** START OF The input **

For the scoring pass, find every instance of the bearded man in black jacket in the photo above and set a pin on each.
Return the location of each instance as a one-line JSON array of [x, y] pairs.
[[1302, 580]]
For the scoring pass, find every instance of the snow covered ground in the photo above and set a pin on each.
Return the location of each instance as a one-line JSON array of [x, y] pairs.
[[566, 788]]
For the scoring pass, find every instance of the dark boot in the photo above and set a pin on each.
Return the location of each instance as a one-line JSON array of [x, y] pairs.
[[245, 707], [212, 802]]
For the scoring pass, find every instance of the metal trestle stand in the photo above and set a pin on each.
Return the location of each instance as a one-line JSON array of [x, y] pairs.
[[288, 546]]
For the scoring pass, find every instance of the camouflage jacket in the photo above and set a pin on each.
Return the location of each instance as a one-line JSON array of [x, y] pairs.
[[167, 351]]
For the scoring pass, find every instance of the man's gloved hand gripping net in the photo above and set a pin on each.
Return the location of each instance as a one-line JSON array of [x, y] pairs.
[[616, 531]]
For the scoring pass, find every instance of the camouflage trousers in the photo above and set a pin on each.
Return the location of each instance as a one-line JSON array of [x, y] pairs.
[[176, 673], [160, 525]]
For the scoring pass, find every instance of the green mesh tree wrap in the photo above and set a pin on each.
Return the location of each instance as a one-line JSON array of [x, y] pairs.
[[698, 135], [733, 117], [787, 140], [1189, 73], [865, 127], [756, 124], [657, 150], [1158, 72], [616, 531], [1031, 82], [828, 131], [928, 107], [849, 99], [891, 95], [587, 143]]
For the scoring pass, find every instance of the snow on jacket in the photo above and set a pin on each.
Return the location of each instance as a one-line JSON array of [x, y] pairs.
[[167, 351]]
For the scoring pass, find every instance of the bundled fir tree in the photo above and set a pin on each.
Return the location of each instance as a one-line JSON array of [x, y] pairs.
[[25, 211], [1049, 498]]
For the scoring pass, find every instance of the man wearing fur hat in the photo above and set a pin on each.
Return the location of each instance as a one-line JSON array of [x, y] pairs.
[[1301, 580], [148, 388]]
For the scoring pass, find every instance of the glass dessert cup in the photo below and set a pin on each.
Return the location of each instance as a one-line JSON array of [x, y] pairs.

** END OF The input **

> _Directions_
Print the data above verbatim, from the line with "For the scoring pass, find every instance of the man's" to the line with "95], [587, 143]]", both included.

> _Exercise output_
For the scoring pass, find every instance of the man's gloved hand gripping net in the photo above and set a pin on each.
Return the location of each instance as a one-line JSON array of [x, y] pairs.
[[616, 531]]
For the scoring pass, find every instance of the camouflage trousers in the photo above and set a pin on each.
Return the location of each instance as a one-line JSON array of [x, y] pairs.
[[176, 673], [160, 525]]
For the scoring pass, find every instance of the green mesh tree wrap in the photo above and set a pin on each.
Return the location of each instance as a one-line JSON array of [x, y] pairs.
[[698, 135], [733, 117], [787, 140], [1189, 73], [865, 127], [756, 124], [657, 150], [1158, 72], [616, 531], [1031, 82], [828, 131], [928, 107], [849, 99], [891, 95], [587, 143]]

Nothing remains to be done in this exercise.